- **Problem statement**: Nothing in the entries should be altered. Write them out in full.

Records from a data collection
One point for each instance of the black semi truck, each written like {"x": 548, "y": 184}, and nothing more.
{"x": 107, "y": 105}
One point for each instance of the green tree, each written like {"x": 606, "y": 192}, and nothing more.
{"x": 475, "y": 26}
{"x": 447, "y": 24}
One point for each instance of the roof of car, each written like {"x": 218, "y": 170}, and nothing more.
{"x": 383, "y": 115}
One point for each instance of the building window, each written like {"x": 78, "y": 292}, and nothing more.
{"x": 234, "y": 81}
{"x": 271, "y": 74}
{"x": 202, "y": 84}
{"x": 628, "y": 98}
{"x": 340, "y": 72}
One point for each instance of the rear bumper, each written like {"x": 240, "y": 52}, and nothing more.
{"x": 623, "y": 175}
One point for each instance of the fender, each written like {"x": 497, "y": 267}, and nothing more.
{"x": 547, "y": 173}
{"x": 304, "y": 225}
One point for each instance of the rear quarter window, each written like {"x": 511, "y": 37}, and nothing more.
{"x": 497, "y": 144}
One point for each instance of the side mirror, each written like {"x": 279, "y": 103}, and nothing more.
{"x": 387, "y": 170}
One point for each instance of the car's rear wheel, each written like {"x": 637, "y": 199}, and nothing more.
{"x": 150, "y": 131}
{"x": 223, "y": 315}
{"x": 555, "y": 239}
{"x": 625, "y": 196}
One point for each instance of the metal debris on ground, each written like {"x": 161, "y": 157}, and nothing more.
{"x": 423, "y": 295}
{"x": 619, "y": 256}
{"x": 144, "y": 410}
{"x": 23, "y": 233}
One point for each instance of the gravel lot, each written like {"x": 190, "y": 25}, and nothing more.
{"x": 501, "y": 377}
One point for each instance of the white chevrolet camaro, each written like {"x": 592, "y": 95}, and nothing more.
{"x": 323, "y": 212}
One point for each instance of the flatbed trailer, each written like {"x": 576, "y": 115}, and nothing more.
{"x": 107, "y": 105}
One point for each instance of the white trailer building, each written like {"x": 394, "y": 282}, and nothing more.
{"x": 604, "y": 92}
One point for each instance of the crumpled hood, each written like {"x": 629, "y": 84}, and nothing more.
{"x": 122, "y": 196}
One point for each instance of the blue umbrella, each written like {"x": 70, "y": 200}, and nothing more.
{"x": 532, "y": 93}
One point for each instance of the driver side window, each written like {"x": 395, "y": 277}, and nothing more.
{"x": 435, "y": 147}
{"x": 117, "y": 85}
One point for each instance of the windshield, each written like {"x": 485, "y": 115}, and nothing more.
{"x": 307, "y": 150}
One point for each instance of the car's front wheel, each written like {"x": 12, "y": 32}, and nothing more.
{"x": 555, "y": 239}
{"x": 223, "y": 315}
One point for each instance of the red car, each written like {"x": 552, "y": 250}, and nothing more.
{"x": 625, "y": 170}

- **Result for this exercise**:
One point for each instance of the black semi truck, each written like {"x": 548, "y": 184}, and nothing more.
{"x": 107, "y": 105}
One point for each instance of the green tree, each written like {"x": 606, "y": 192}, and nothing more.
{"x": 475, "y": 26}
{"x": 447, "y": 24}
One point for each instance of the roof of car, each written like {"x": 218, "y": 170}, and nothing more.
{"x": 383, "y": 115}
One point for each instance of the building window, each written like {"x": 78, "y": 292}, and nothing more.
{"x": 234, "y": 81}
{"x": 271, "y": 74}
{"x": 202, "y": 84}
{"x": 628, "y": 98}
{"x": 340, "y": 72}
One point for each instance of the rear bumper, each written like {"x": 240, "y": 52}, and nothing more.
{"x": 623, "y": 175}
One point for each instance of the fender, each written like {"x": 497, "y": 267}, and nothing more.
{"x": 547, "y": 173}
{"x": 304, "y": 225}
One point for each instance of the rear quarter window, each written like {"x": 511, "y": 37}, and nothing more.
{"x": 497, "y": 144}
One point for each instance of the side mirror, each written like {"x": 279, "y": 103}, and nothing more.
{"x": 387, "y": 170}
One point for each instance of the car's rear wheel, each written like {"x": 637, "y": 199}, and nothing more.
{"x": 150, "y": 131}
{"x": 223, "y": 315}
{"x": 555, "y": 239}
{"x": 625, "y": 196}
One point for each instance of the metal debris on ground, each written like {"x": 161, "y": 157}, and nothing more.
{"x": 423, "y": 295}
{"x": 619, "y": 256}
{"x": 144, "y": 410}
{"x": 23, "y": 233}
One point for each instance of the gravel lot, each written like {"x": 190, "y": 25}, and nothing more.
{"x": 501, "y": 377}
One point for each instance of the white chevrolet camaro, each written like {"x": 592, "y": 95}, and nothing more.
{"x": 323, "y": 212}
One point for each instance of the flatbed trailer, each written like {"x": 576, "y": 115}, and nothing more.
{"x": 107, "y": 105}
One point for each instance of the white trailer building, each written like {"x": 394, "y": 282}, and nothing more.
{"x": 604, "y": 92}
One point for each instance of the crumpled hood, each written like {"x": 629, "y": 84}, and nothing more.
{"x": 122, "y": 196}
One point for each instance of the blue umbrella, each written like {"x": 70, "y": 200}, and nothing more.
{"x": 532, "y": 93}
One point for each instance of the driver side window, each written like {"x": 395, "y": 277}, and nothing more.
{"x": 435, "y": 147}
{"x": 117, "y": 85}
One point for each instance of the windshield, each written like {"x": 485, "y": 115}, and nothing more.
{"x": 307, "y": 150}
One point for each instance of the car's front wheel, each written like {"x": 12, "y": 32}, and nothing more.
{"x": 555, "y": 239}
{"x": 223, "y": 315}
One point for each instance of the red car, each written like {"x": 552, "y": 250}, and nothing more.
{"x": 625, "y": 170}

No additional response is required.